= JOB =
Convert every line of the rows below into a JSON list of strings, with one string per line and blank lines left out.

= = = = = = =

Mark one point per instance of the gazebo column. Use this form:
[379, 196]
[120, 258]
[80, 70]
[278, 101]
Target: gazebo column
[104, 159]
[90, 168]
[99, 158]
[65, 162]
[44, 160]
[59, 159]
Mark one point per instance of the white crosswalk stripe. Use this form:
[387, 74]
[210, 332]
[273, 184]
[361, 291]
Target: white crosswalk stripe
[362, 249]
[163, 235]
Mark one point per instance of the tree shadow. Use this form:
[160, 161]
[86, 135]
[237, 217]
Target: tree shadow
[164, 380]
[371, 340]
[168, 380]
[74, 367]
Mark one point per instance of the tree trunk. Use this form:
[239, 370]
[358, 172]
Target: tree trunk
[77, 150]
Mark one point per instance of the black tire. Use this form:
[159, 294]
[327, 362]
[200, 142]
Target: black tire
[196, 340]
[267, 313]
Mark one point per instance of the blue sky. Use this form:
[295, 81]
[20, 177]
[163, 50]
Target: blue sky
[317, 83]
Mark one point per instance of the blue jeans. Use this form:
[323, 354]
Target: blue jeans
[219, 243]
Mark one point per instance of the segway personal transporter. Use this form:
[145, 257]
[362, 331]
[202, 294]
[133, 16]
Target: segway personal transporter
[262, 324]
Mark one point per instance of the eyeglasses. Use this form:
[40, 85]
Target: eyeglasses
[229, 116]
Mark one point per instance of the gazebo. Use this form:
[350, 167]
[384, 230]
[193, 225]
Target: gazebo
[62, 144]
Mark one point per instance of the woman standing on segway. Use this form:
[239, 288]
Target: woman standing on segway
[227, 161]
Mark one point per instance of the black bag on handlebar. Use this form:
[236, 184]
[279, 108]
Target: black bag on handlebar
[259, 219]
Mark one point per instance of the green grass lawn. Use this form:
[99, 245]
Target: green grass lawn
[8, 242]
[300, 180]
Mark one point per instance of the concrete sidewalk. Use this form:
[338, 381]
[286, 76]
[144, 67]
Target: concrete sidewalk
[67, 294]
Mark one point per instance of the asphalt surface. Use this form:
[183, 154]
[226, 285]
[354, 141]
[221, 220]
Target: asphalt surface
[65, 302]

= = = = = = =

= SOLUTION TO THIS TASK =
[
  "Mark one point per instance of the gazebo column. Use this form:",
  "[379, 196]",
  "[120, 258]",
  "[80, 70]",
  "[278, 101]",
  "Target: gazebo column",
  "[104, 159]",
  "[90, 168]",
  "[99, 158]",
  "[65, 162]",
  "[44, 160]",
  "[59, 159]",
  "Mark one point per instance of the white crosswalk stripe. Use this form:",
  "[387, 74]",
  "[210, 332]",
  "[273, 184]",
  "[361, 291]",
  "Target: white crosswalk stripe",
  "[362, 249]",
  "[163, 235]",
  "Mark one point per instance of the tree shadow. Use this form:",
  "[160, 161]",
  "[86, 135]",
  "[237, 217]",
  "Target: tree shadow",
  "[164, 380]",
  "[371, 340]",
  "[168, 380]",
  "[74, 367]",
  "Mark one point per instance of the tree trunk. Use this form:",
  "[239, 370]",
  "[358, 172]",
  "Target: tree trunk",
  "[77, 150]",
  "Mark one point per instance of the black tire. Use this form:",
  "[159, 294]",
  "[327, 362]",
  "[200, 142]",
  "Target: black tire",
  "[196, 340]",
  "[267, 313]",
  "Mark one point per instance of the blue sky. Use this form:",
  "[295, 81]",
  "[20, 177]",
  "[163, 50]",
  "Target: blue sky",
  "[317, 83]",
  "Mark one point per instance of the blue jeans. Use this form:",
  "[323, 354]",
  "Target: blue jeans",
  "[219, 243]",
  "Mark one point per instance of the segway personal transporter. Use this form:",
  "[145, 257]",
  "[362, 331]",
  "[202, 294]",
  "[133, 16]",
  "Target: segway personal transporter",
  "[262, 324]",
  "Mark one point per instance of the eyeglasses. Use this form:",
  "[40, 85]",
  "Target: eyeglasses",
  "[229, 116]",
  "Mark one point per instance of the gazebo. Use this form:",
  "[350, 167]",
  "[384, 230]",
  "[193, 225]",
  "Target: gazebo",
  "[62, 144]",
  "Mark one point per instance of the woman standing on segway. Use this form:",
  "[239, 288]",
  "Target: woman standing on segway",
  "[227, 161]",
  "Mark one point per instance of the black bag on handlebar. Use this form:",
  "[236, 184]",
  "[279, 108]",
  "Target: black bag on handlebar",
  "[259, 219]",
  "Mark one point per instance of the green grass lawn. Use this form:",
  "[99, 245]",
  "Target: green grass lawn",
  "[8, 242]",
  "[300, 180]",
  "Mark one point per instance of the concrete sidewalk. Use this form:",
  "[338, 381]",
  "[286, 76]",
  "[144, 67]",
  "Target: concrete sidewalk",
  "[67, 294]",
  "Mark one point per instance of the asphalt surface. Use this form:",
  "[183, 154]",
  "[226, 285]",
  "[354, 141]",
  "[221, 220]",
  "Target: asphalt surface",
  "[65, 302]"
]